* [DATA SHOWN]:
+ + +

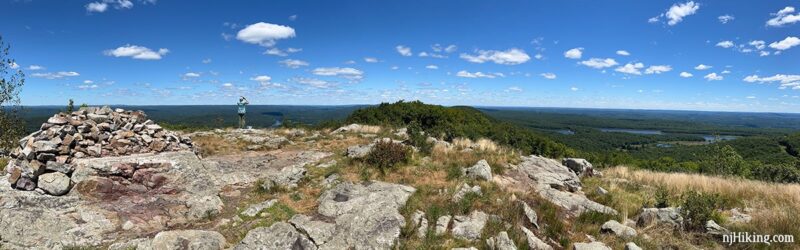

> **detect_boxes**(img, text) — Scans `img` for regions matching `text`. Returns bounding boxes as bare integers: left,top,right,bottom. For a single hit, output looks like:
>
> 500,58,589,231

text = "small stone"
38,172,70,195
461,160,492,181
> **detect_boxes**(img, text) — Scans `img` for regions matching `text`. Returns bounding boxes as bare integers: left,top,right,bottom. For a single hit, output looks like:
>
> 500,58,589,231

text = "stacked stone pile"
5,107,193,195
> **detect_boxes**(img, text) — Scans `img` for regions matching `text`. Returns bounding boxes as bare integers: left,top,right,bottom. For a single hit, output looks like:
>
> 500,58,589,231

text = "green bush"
681,191,722,231
365,140,411,174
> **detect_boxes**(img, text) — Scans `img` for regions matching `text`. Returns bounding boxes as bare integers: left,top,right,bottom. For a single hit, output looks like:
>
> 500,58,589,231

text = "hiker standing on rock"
236,96,250,128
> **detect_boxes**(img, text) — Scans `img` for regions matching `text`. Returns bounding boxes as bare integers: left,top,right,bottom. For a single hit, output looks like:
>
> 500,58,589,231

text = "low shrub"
681,191,722,231
365,140,411,174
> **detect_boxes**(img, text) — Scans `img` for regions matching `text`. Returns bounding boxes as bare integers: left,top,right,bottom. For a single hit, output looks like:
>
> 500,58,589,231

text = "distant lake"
600,128,664,135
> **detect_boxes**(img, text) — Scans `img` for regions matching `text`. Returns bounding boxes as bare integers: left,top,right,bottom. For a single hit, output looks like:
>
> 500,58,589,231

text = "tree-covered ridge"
345,101,575,158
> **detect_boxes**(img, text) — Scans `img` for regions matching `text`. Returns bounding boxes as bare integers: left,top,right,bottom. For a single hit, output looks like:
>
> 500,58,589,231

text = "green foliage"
65,99,75,114
365,140,411,174
346,101,574,158
700,145,750,177
406,121,433,153
0,36,25,150
681,191,722,232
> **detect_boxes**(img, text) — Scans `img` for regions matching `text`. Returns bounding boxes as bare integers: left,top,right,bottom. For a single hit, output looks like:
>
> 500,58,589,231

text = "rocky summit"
5,106,193,195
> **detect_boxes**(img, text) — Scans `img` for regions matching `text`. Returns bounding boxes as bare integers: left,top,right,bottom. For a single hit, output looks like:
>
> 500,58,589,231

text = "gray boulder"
486,231,517,250
452,210,489,240
461,160,492,181
289,214,336,246
562,158,594,176
317,181,416,249
434,215,453,235
519,225,553,250
600,220,636,239
38,172,70,195
233,222,317,250
519,201,539,228
625,242,642,250
152,230,226,250
453,183,483,202
572,241,611,250
242,199,278,217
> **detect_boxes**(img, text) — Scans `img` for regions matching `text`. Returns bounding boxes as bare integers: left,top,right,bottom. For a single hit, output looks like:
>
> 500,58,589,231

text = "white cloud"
506,86,522,92
395,45,414,56
564,48,583,59
540,73,557,80
614,63,644,75
581,58,618,69
278,59,309,69
717,15,736,24
456,70,497,78
694,64,714,70
742,74,800,89
461,48,531,65
664,1,700,26
236,22,295,47
86,2,108,13
769,36,800,50
748,40,766,50
104,44,169,60
703,73,724,81
292,77,335,89
716,41,734,49
31,71,81,80
644,65,672,75
312,67,364,80
767,6,800,27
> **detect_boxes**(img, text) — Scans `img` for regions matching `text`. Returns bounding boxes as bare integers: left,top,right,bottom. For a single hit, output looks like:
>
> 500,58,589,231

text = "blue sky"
0,0,800,112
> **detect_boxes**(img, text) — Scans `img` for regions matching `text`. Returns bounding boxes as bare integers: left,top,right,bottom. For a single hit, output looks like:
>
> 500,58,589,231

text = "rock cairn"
5,106,193,195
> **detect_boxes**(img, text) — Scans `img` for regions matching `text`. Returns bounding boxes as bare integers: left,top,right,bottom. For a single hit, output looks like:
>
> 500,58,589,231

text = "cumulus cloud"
86,2,108,13
614,63,644,75
394,45,414,56
311,67,364,80
456,70,498,78
716,41,734,49
769,36,800,50
644,65,672,75
564,48,583,59
461,48,531,65
694,63,714,70
767,6,800,27
31,71,81,80
664,1,700,26
278,59,309,69
581,58,618,69
703,73,724,81
104,44,169,60
743,74,800,90
540,73,557,80
717,15,736,24
236,22,295,47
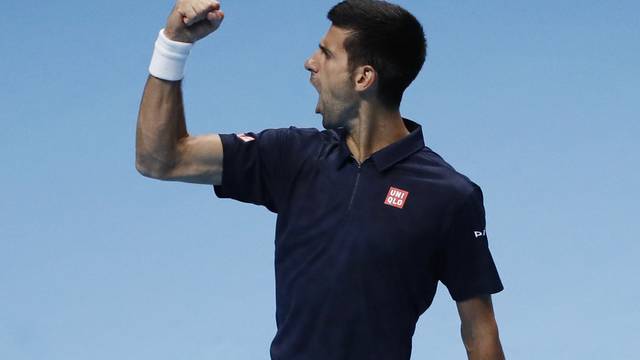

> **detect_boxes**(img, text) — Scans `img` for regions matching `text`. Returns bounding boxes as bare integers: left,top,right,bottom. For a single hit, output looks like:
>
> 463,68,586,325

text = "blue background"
0,0,640,360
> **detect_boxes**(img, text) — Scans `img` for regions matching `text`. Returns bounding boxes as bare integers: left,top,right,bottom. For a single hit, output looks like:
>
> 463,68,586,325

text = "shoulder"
416,146,482,204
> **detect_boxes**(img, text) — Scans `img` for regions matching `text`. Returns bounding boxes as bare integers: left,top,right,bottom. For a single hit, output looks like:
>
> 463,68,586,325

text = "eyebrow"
318,44,333,56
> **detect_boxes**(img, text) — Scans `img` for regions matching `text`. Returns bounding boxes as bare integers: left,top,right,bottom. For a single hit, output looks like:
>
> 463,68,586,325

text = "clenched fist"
164,0,224,43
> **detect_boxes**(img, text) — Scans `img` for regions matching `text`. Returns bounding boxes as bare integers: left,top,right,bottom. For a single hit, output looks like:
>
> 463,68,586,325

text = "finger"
207,10,224,22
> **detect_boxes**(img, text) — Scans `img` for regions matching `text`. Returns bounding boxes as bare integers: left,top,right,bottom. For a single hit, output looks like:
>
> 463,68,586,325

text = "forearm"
461,324,504,360
136,76,188,177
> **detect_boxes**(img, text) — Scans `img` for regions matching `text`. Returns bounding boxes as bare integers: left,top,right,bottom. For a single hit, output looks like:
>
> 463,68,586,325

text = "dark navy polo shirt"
214,119,503,360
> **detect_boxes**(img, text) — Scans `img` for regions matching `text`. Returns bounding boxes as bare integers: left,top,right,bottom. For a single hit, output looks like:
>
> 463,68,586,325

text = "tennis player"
136,0,504,360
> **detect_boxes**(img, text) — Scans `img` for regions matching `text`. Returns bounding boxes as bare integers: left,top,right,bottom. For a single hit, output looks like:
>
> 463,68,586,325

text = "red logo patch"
384,186,409,209
236,133,255,142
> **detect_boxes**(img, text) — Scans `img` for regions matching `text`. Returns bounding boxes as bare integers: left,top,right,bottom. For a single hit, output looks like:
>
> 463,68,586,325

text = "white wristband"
149,29,193,81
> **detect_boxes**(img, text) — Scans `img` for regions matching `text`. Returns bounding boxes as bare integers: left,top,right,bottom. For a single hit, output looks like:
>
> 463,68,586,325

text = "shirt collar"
336,118,425,172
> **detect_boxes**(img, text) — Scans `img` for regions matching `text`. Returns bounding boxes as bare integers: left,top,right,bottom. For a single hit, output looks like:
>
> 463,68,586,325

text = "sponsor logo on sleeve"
384,186,409,209
236,133,256,142
473,229,487,238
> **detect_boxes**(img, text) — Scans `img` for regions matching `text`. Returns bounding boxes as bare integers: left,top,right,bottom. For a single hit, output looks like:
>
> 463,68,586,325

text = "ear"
354,65,378,91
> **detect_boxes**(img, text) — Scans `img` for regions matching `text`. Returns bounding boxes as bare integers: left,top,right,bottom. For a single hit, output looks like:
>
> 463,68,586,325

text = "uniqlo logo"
384,186,409,209
236,133,255,142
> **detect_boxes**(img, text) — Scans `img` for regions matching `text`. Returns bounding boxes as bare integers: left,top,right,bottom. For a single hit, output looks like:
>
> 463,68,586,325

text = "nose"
304,56,318,73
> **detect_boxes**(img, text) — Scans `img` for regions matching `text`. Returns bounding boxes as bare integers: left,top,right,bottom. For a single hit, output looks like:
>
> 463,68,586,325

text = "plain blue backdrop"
0,0,640,360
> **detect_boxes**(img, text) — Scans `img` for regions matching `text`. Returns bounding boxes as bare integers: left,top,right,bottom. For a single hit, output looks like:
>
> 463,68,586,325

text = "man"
136,0,504,360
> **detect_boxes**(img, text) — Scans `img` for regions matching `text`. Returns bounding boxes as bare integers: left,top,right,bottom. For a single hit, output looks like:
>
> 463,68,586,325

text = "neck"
346,103,409,163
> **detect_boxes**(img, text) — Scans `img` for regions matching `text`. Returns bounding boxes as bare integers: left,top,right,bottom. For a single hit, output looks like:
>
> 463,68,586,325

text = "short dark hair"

+ + +

* [EXERCISE TASK]: Return every line of the data above that contains the string "cloud", treating uppercase and lowercase letters as distinct.

* [RESULT OF THIS TASK]:
text = "white cloud"
text = "cumulus cloud"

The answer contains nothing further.